#### Objective
Write out the listing below without alteration, omitting its pictures.

#### Supplied records
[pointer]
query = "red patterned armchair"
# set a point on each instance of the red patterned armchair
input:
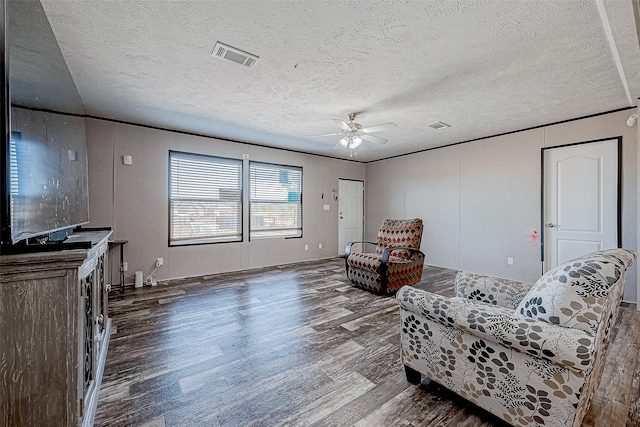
(396, 262)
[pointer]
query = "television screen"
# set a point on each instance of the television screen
(46, 152)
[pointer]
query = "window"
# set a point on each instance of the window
(205, 199)
(275, 201)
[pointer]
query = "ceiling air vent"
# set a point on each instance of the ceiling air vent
(232, 54)
(439, 125)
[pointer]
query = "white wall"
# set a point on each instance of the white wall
(133, 200)
(480, 201)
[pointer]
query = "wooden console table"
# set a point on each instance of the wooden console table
(54, 333)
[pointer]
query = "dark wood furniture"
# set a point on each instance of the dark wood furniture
(54, 333)
(120, 244)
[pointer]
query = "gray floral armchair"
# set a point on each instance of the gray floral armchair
(532, 354)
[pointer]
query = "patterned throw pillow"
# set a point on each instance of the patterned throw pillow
(573, 294)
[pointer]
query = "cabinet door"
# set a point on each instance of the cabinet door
(87, 328)
(101, 296)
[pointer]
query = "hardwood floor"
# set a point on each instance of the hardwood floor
(297, 346)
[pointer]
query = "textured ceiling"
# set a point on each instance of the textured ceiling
(483, 67)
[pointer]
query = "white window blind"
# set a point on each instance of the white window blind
(275, 201)
(205, 199)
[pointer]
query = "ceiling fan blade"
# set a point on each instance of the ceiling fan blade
(343, 125)
(378, 128)
(374, 139)
(324, 134)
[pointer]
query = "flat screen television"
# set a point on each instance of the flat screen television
(44, 157)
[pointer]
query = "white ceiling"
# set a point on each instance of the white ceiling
(483, 67)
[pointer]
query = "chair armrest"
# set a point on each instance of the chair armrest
(490, 290)
(571, 348)
(347, 249)
(387, 252)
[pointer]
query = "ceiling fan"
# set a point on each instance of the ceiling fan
(353, 133)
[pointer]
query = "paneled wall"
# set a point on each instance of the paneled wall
(134, 201)
(481, 201)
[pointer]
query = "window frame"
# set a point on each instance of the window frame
(206, 241)
(249, 188)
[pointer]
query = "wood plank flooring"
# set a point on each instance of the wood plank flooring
(297, 345)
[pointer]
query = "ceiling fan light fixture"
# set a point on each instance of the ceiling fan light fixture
(355, 142)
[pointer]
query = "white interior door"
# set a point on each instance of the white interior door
(580, 200)
(350, 212)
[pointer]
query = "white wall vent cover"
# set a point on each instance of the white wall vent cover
(232, 54)
(439, 125)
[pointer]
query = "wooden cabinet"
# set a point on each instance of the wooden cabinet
(54, 333)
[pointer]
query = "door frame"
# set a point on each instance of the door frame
(364, 232)
(618, 195)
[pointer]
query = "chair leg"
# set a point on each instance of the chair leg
(384, 280)
(414, 377)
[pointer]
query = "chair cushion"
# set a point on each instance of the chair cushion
(369, 261)
(398, 233)
(573, 294)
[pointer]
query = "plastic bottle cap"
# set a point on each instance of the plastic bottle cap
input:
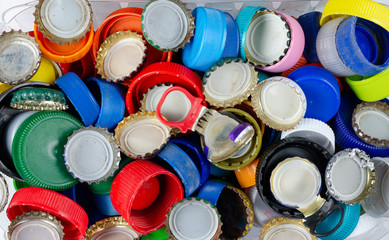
(267, 38)
(314, 130)
(371, 123)
(141, 135)
(35, 225)
(111, 228)
(229, 82)
(38, 147)
(350, 176)
(19, 57)
(63, 21)
(167, 25)
(91, 155)
(193, 218)
(279, 102)
(295, 182)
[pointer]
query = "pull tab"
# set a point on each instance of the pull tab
(182, 107)
(329, 207)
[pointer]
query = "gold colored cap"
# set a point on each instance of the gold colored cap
(113, 225)
(284, 228)
(142, 135)
(20, 57)
(121, 56)
(228, 82)
(52, 19)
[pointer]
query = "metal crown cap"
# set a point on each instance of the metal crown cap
(37, 216)
(109, 48)
(134, 124)
(170, 228)
(364, 162)
(19, 63)
(107, 139)
(238, 91)
(42, 20)
(117, 223)
(379, 108)
(186, 15)
(38, 99)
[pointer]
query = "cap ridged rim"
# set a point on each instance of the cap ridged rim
(39, 99)
(364, 162)
(112, 222)
(136, 118)
(57, 39)
(115, 154)
(190, 29)
(373, 106)
(6, 38)
(218, 231)
(36, 216)
(110, 42)
(268, 120)
(242, 95)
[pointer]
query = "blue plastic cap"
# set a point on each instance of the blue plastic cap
(321, 90)
(310, 22)
(231, 48)
(209, 39)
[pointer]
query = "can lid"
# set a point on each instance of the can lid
(63, 22)
(279, 102)
(111, 228)
(350, 176)
(314, 130)
(35, 225)
(370, 122)
(112, 61)
(39, 99)
(38, 148)
(167, 25)
(91, 154)
(268, 38)
(180, 225)
(284, 228)
(228, 82)
(141, 135)
(20, 57)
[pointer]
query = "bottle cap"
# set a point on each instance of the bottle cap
(350, 176)
(112, 58)
(208, 43)
(314, 130)
(91, 154)
(284, 228)
(228, 82)
(279, 102)
(38, 146)
(296, 183)
(167, 25)
(326, 98)
(143, 193)
(111, 228)
(20, 57)
(63, 22)
(72, 216)
(268, 38)
(180, 225)
(35, 225)
(39, 99)
(141, 135)
(370, 123)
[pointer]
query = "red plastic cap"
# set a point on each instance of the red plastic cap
(158, 73)
(130, 180)
(72, 216)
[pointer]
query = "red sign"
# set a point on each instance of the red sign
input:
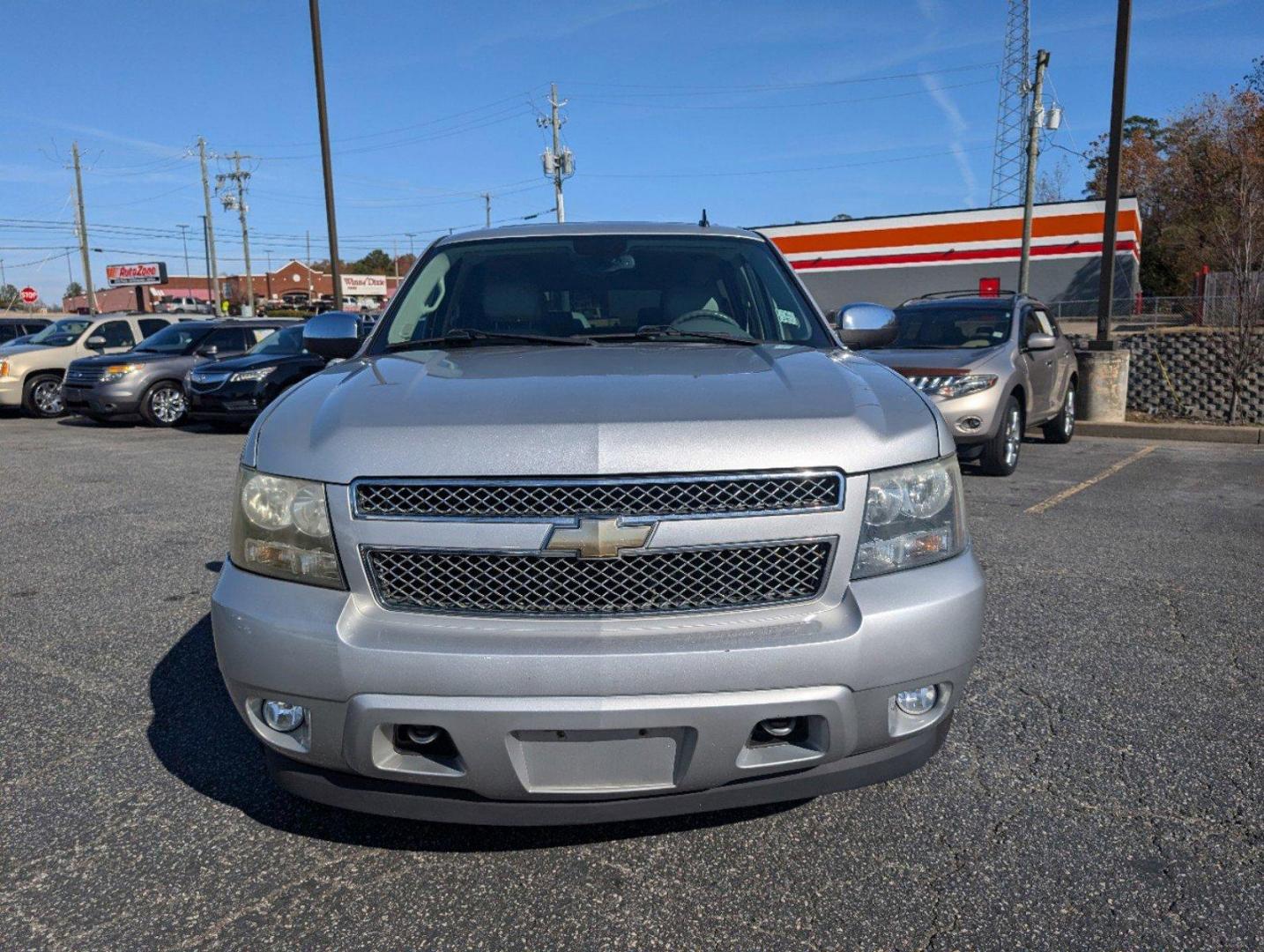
(143, 273)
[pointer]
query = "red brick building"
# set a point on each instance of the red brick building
(292, 281)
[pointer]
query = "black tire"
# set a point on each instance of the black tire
(1062, 428)
(1001, 453)
(165, 404)
(42, 396)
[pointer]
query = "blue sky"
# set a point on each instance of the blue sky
(874, 109)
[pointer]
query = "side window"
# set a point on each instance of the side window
(227, 339)
(118, 334)
(1030, 325)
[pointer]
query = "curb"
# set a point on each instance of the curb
(1194, 433)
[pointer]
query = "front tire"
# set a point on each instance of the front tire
(1001, 453)
(1062, 428)
(42, 396)
(163, 404)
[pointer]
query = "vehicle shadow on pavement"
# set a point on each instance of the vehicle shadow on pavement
(200, 740)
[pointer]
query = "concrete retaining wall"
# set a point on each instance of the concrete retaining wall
(1194, 383)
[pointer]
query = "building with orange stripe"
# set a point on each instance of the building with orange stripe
(891, 259)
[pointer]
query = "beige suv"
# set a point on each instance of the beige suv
(31, 373)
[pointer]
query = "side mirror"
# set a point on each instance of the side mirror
(334, 334)
(1040, 341)
(866, 325)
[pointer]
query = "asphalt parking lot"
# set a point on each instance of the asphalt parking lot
(1101, 789)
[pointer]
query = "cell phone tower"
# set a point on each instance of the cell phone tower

#### Output of the exercise
[pointer]
query = "red patterned armchair"
# set a point on each instance of the red patterned armchair
input:
(396, 262)
[pointer]
query = "television screen"
# set a point on each instance of the television screen
(46, 152)
[pointer]
query = "window"
# set a point on each instance of the window
(205, 199)
(275, 201)
[pointer]
query = "ceiling air vent"
# set a point on each instance of the ceiling air vent
(232, 54)
(439, 125)
[pointer]
query = "white wall"
# set a point on each instance of the white wall
(133, 200)
(480, 201)
[pointer]
query = "wooden console table"
# set a point on each instance of the wooden console table
(54, 333)
[pointer]
query = "dark wood furniture"
# set a point on each instance of the dark wood furniture
(54, 333)
(120, 244)
[pointer]
query = "gray floral armchair"
# set a point on each instance of the gray floral armchair
(532, 354)
[pointer]
query = "patterned throw pillow"
# set a point on each instance of the patterned throw pillow
(573, 294)
[pointer]
query = "cabinet door"
# set a point on each instance of the cabinet door
(87, 328)
(101, 296)
[pointer]
query = "hardwood floor"
# set a point on each instance of the hardwood floor
(297, 346)
[pointer]
query = "textured ceiling"
# set a point on each instance of the textured ceiling
(483, 67)
[pointer]
query = "white window blind"
# set a point on each instance of the white window blind
(275, 201)
(205, 199)
[pointer]
query = "ceiling fan blade"
# set a point on each instance of the ceiling fan blade
(343, 125)
(378, 128)
(374, 139)
(324, 134)
[pointer]
query = "flat screen television"
# set a point on each instance of the flat screen television
(44, 157)
[pointer]
query = "white ceiling"
# set a point on each instance of the white ceiling
(483, 67)
[pointer]
query = "chair armrest"
# set a point on each instance of the chair armrest
(490, 290)
(571, 348)
(347, 249)
(387, 252)
[pointer]
query = "ceiling fan"
# set a point on each instance of the ceiling fan
(353, 133)
[pointer]
query = "paneled wall"
# set a point on each instance of the paneled wall
(134, 201)
(481, 201)
[pointer]
query = "window frame"
# set a point on each instance of the window frame
(206, 241)
(249, 188)
[pointer]
query = "wood plank flooring"
# set a point on each instance of the wood plank flooring
(297, 345)
[pointer]
query = "ceiling fan light fixture"
# set a point on each instance of the ceiling fan light fixture
(355, 142)
[pointer]
query = "white interior door"
# set a point on each instance of the white interior door
(580, 200)
(350, 212)
[pointer]
query = "white wall vent cover"
# set a point on each instance of the white wall vent cover
(232, 54)
(439, 125)
[pointer]
query = "wooden cabinet"
# set a point on each instance of the wooden cabinet
(54, 333)
[pointer]
query = "door frame"
# set a point on each instance of the door frame
(364, 232)
(618, 195)
[pointer]
query = "chair leg"
# set a point on each instance of the chair leg
(384, 280)
(414, 377)
[pointer]
query = "chair cushion"
# set a point on each instance of the chair cushion
(369, 261)
(398, 233)
(573, 294)
[pointer]
query = "plastic bottle cap"
# set a point on each instance of the plastic bottle cap
input:
(267, 38)
(314, 130)
(371, 123)
(141, 135)
(35, 225)
(111, 228)
(229, 82)
(38, 147)
(350, 176)
(19, 57)
(63, 21)
(167, 25)
(91, 155)
(193, 218)
(279, 102)
(295, 182)
[pointer]
query = "pull tab"
# set a point on each instance of the pull tab
(182, 107)
(329, 207)
[pointer]
query = "gold colored cap"
# set a point on each instance of the gold colored cap
(113, 225)
(284, 228)
(142, 135)
(20, 57)
(121, 56)
(228, 82)
(52, 19)
[pointer]
query = "metal crown cap"
# set a point on each instance of the metal crown cap
(37, 216)
(109, 48)
(134, 124)
(170, 228)
(364, 162)
(19, 63)
(107, 139)
(238, 91)
(42, 20)
(117, 223)
(379, 108)
(186, 15)
(38, 99)
[pointer]
query = "cap ridged rim"
# set a point on each instance of the cap ridged rim
(39, 99)
(364, 162)
(112, 222)
(136, 118)
(57, 39)
(115, 154)
(190, 29)
(373, 106)
(6, 38)
(218, 231)
(36, 216)
(110, 42)
(268, 120)
(242, 95)
[pointer]
query = "blue plastic cap"
# set a point on each instance of the blue plastic cap
(321, 90)
(310, 22)
(231, 48)
(209, 39)
[pointer]
query = "can lid"
# set a point on each instance of the can lid
(63, 22)
(279, 102)
(111, 228)
(350, 176)
(314, 130)
(35, 225)
(370, 122)
(112, 61)
(39, 99)
(38, 148)
(167, 25)
(91, 154)
(268, 38)
(180, 225)
(284, 228)
(228, 82)
(141, 135)
(20, 57)
[pointer]
query = "bottle cap"
# set a point on each instance of the bottle cap
(350, 176)
(112, 58)
(208, 43)
(314, 130)
(91, 154)
(284, 228)
(228, 82)
(279, 102)
(38, 146)
(296, 183)
(167, 25)
(326, 98)
(143, 193)
(111, 228)
(20, 57)
(63, 22)
(72, 216)
(268, 38)
(180, 225)
(35, 225)
(39, 99)
(141, 135)
(370, 123)
[pointer]
query = "red plastic cap"
# set a point on each instance of the red plastic cap
(158, 73)
(130, 180)
(72, 216)
[pointer]
query = "red sign"
# set a point on each instance of the red sign
input:
(143, 273)
[pointer]
query = "red brick building"
# set a point on each instance of the red brick building
(292, 281)
[pointer]
query = "black tire"
# set a point on each instance of the black tire
(1062, 428)
(1001, 453)
(165, 404)
(42, 396)
[pointer]
query = "blue sky"
# set a point on each instance of the blue sky
(874, 109)
[pointer]
query = "side window"
# set a point on each instance of the side window
(227, 339)
(118, 334)
(1030, 325)
[pointer]
query = "curb"
# set a point on each instance of the curb
(1194, 433)
[pointer]
query = "front tire"
# set a point on each instance of the front tire
(1001, 453)
(1062, 428)
(42, 396)
(163, 404)
[pointer]
query = "vehicle shadow on pavement"
# set a point on each instance of the vehicle shadow on pavement
(200, 740)
[pointer]
query = "concrete retaining wall"
# set a point on each instance of the concrete retaining wall
(1194, 383)
[pointer]
query = "building with orange stripe"
# set a point on each instance of the building with orange stripe
(891, 259)
[pointer]
query = "beige suv"
# set a point on each instance of the beige suv
(31, 373)
[pointer]
query = "side mirror"
# set a point on each instance of the side mirror
(334, 334)
(1040, 341)
(866, 325)
[pointer]
query = "asphalt parking lot"
# set a point on each instance of the asphalt parking lot
(1101, 789)
[pointer]
query = "cell phone tower"
# set a point on each instance of the cell phone tower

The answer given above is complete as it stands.